_GIVEN TASK_
Copy every line of the entries below exactly, leaving out the pictures.

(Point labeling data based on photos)
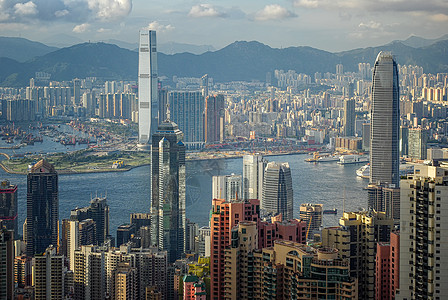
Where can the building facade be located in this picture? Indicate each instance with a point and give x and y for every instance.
(148, 103)
(168, 223)
(42, 208)
(277, 197)
(385, 121)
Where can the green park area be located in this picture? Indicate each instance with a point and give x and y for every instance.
(82, 161)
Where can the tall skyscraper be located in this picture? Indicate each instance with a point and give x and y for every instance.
(148, 107)
(8, 205)
(168, 224)
(42, 208)
(349, 117)
(214, 119)
(187, 111)
(6, 263)
(277, 190)
(424, 234)
(253, 176)
(385, 116)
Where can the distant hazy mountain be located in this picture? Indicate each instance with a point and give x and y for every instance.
(238, 61)
(173, 48)
(21, 49)
(419, 42)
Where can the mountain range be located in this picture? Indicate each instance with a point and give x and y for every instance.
(240, 60)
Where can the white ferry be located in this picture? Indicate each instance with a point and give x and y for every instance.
(353, 159)
(364, 171)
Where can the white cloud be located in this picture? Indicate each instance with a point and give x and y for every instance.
(274, 12)
(205, 10)
(109, 10)
(61, 13)
(81, 28)
(26, 9)
(371, 25)
(159, 27)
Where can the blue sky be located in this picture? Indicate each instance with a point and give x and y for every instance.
(332, 25)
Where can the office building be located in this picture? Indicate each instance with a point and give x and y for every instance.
(385, 121)
(417, 140)
(42, 208)
(404, 141)
(214, 125)
(356, 239)
(349, 117)
(424, 234)
(187, 111)
(312, 215)
(49, 275)
(98, 211)
(228, 187)
(387, 269)
(253, 176)
(148, 103)
(8, 206)
(168, 224)
(6, 263)
(277, 197)
(386, 198)
(79, 233)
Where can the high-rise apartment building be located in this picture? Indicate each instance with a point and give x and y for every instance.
(356, 240)
(98, 211)
(187, 111)
(253, 176)
(168, 224)
(42, 208)
(8, 206)
(349, 117)
(386, 198)
(387, 268)
(148, 103)
(277, 197)
(288, 270)
(6, 263)
(312, 215)
(417, 140)
(49, 275)
(385, 121)
(228, 187)
(424, 234)
(214, 125)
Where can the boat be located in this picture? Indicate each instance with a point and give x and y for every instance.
(353, 159)
(322, 158)
(364, 171)
(333, 211)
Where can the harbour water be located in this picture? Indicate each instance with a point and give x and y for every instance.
(128, 192)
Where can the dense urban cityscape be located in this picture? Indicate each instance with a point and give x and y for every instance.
(195, 225)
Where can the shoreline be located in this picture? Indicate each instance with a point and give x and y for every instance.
(129, 168)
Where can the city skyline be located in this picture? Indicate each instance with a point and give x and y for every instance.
(332, 26)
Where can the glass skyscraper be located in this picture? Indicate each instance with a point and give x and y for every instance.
(168, 196)
(148, 103)
(385, 125)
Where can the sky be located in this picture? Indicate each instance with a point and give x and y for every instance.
(331, 25)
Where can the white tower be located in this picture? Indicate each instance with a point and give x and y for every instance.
(147, 87)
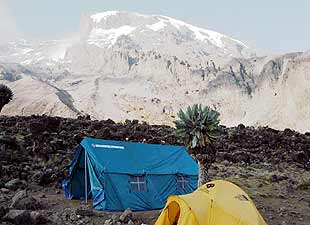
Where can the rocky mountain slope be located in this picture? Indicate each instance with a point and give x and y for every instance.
(35, 154)
(131, 66)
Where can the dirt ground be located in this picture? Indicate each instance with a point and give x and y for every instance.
(281, 194)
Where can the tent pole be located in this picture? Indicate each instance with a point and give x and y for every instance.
(85, 177)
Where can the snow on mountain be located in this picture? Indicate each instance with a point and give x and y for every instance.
(125, 65)
(165, 34)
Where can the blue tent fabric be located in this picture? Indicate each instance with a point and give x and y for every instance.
(131, 175)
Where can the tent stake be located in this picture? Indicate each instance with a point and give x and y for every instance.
(85, 178)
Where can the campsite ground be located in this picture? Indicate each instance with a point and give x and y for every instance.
(271, 166)
(282, 195)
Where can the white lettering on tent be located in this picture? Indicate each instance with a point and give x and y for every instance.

_TASK RESPONSE_
Where can the building facade be located in this picture? Indicate each instance with a point and give x and y for every instance.
(148, 103)
(168, 223)
(42, 208)
(277, 197)
(385, 121)
Where can the green park area be located in this picture? Indicate each instance with a point and give x and y for every instance.
(82, 161)
Where can the tall skyscraper be located in this picture? Indicate each instance with a point and give x and y for every instance.
(148, 107)
(8, 205)
(168, 224)
(42, 208)
(349, 117)
(214, 119)
(187, 111)
(6, 263)
(277, 190)
(424, 234)
(253, 176)
(385, 116)
Where can the distant hazy mountain be located in this picture? Indicate each instance with a point and give x and y for every instance.
(238, 61)
(173, 48)
(21, 49)
(419, 42)
Where can the mountain range be located in this picture? Indicate each instance with a point and give x and y for every instance.
(240, 60)
Where can the white ferry be located in this picture? Indicate each instance with a point and give x and y for every instance.
(353, 159)
(364, 171)
Where can the white cloud be located in this picture? Indicate each instance with a point and give x and y for every instance.
(274, 12)
(205, 10)
(109, 10)
(61, 13)
(81, 28)
(26, 9)
(371, 25)
(159, 27)
Where can the blue sky be located in this picture? Indicate each instance with a point and give x and y for every instance.
(332, 25)
Where can the office building be located in this picture? Indicate each instance with a point and give x and y for every instance.
(385, 121)
(417, 140)
(42, 208)
(404, 141)
(214, 125)
(356, 239)
(349, 117)
(424, 234)
(187, 111)
(312, 215)
(49, 275)
(98, 211)
(228, 187)
(387, 269)
(253, 176)
(148, 103)
(8, 206)
(168, 224)
(6, 263)
(277, 197)
(386, 198)
(79, 233)
Where can the high-rise apartment building be located in this picture? Indicate each instance with a point and give x and y for every instance.
(356, 240)
(98, 211)
(187, 111)
(253, 176)
(168, 224)
(42, 208)
(8, 206)
(349, 117)
(386, 198)
(387, 268)
(148, 103)
(277, 197)
(288, 270)
(6, 263)
(312, 215)
(417, 140)
(49, 275)
(385, 121)
(228, 187)
(424, 234)
(214, 125)
Where can the boat be located in this picture? Indicate each instance with a point and give x and y for every instance.
(353, 159)
(322, 158)
(364, 171)
(333, 211)
Where can the harbour water be located in this picture? Indicate each instance with a point and give x and y for every instance.
(128, 192)
Where can the dense urban cityscape be located in this picture? Indicate each instance with a point and give x and y for every instance.
(195, 225)
Where can the shoreline be located in this picture? Indicate each instance with a point and give x and y for every instance.
(129, 168)
Where can the city skyline be located in this picture? Indicate each instance with a point and give x and y for every instance.
(332, 26)
Where can the glass skyscraper be located in this picture? Indicate each instance with a point and give x and y for every instance.
(168, 196)
(148, 103)
(385, 125)
Where can the sky be located in this picture? Indicate each instance with a point and give x and y for every instance.
(331, 25)
Where can the white tower be located in this picture? Indicate each instance with a point and give x and y for every instance.
(147, 87)
Where can the rocky mountain slope be located in this picture? Indicate each instance with a point and give x and y for every instance.
(35, 154)
(131, 66)
Where can the dirt ground be located in this picture? Indicate each instance with a point and give x and y for every instance.
(281, 194)
Where can the tent pole be located in this picture? Indicate each instance with a point and give x and y for every instance.
(85, 177)
Where can the snow on mountain be located in this picture? Indicate each instance with a point and give x and y for every instance.
(125, 65)
(165, 34)
Where can the blue tent fabric be located in this picture? Indicate each instance with a point and give x and y for every instance.
(131, 175)
Where can the tent stake be located in this picture? Indicate each instance with a point and give x and y for every instance.
(85, 178)
Where can the campsite ground be located in this picture? Indicate each instance with a point and give x and y for every instance.
(271, 166)
(282, 195)
Where can the white lettering on tent be located in this picture? Indicate each instance with a point and give x and y for every instance.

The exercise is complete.